WRITTEN TASK: Pick out each line in the records below that contains the string "cliff", and copy those lines.

++++ DATA TO USE

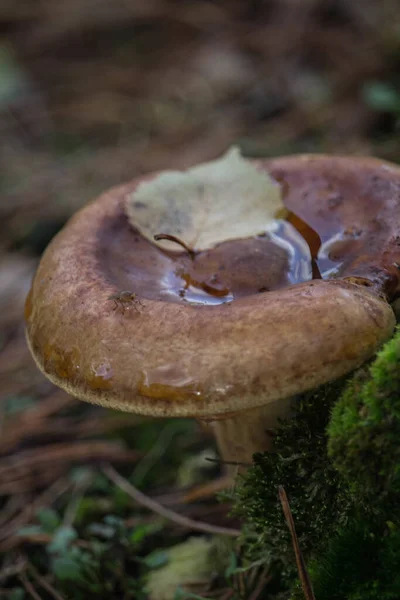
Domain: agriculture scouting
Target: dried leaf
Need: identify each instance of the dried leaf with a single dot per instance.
(222, 200)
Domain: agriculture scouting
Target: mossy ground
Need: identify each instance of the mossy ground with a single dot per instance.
(93, 97)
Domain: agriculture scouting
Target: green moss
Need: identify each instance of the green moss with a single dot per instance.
(320, 502)
(364, 432)
(357, 564)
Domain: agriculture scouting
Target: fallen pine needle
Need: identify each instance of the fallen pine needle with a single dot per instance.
(301, 567)
(161, 510)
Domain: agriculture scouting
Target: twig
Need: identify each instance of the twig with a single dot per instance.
(161, 510)
(301, 567)
(176, 240)
(29, 587)
(24, 463)
(45, 499)
(40, 539)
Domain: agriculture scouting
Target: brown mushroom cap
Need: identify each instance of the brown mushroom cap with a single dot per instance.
(177, 358)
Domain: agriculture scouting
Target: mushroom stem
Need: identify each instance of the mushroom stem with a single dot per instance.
(241, 435)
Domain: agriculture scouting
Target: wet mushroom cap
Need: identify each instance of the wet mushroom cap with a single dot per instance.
(178, 358)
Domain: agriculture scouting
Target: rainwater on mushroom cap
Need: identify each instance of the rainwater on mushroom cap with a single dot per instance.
(286, 288)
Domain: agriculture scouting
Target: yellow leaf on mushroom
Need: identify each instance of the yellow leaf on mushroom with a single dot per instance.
(226, 199)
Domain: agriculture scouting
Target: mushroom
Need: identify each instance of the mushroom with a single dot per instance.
(233, 334)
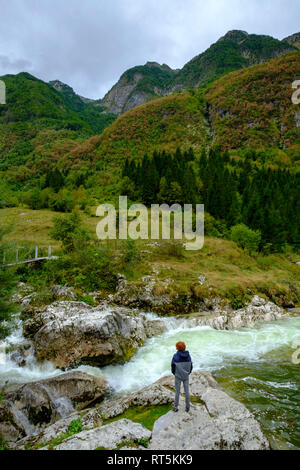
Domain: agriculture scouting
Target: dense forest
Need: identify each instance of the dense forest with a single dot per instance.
(234, 191)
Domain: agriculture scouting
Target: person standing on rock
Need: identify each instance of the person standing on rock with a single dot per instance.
(181, 367)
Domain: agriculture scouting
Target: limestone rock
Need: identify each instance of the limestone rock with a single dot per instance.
(72, 333)
(257, 310)
(216, 422)
(30, 407)
(63, 293)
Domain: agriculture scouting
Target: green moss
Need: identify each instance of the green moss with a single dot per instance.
(145, 415)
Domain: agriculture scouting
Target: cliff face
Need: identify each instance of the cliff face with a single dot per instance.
(236, 50)
(137, 86)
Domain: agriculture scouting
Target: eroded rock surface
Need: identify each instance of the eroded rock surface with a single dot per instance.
(72, 333)
(33, 406)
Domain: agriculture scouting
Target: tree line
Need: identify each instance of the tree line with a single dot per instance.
(233, 190)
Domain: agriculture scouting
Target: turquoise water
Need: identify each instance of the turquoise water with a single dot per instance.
(253, 364)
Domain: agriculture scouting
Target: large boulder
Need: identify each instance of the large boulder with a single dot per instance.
(215, 421)
(27, 409)
(73, 333)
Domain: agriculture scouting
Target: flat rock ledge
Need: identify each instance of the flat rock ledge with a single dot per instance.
(256, 311)
(215, 422)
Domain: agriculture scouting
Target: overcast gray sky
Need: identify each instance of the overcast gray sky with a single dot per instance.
(88, 44)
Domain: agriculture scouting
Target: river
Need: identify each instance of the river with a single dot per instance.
(254, 365)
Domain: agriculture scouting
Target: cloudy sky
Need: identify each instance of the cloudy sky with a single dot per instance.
(88, 44)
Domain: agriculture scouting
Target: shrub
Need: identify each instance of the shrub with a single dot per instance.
(69, 231)
(246, 238)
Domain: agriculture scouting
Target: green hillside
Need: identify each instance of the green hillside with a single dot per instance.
(39, 125)
(246, 108)
(236, 50)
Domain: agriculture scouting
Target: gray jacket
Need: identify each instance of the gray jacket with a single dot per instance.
(183, 370)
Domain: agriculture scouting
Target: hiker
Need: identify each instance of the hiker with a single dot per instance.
(181, 367)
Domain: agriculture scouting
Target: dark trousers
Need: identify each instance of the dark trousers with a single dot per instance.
(186, 391)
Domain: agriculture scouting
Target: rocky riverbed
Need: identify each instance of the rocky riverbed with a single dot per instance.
(215, 421)
(77, 410)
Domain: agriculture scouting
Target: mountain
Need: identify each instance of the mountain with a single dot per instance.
(246, 108)
(137, 86)
(236, 50)
(40, 124)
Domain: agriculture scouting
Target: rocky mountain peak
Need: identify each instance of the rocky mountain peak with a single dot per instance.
(235, 35)
(293, 40)
(60, 86)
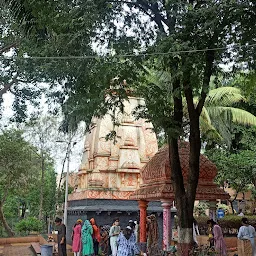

++++++++

RESULT OF THE TASK:
Target: cliff face
Need: identify each instance of the cliff face with a single dot per instance.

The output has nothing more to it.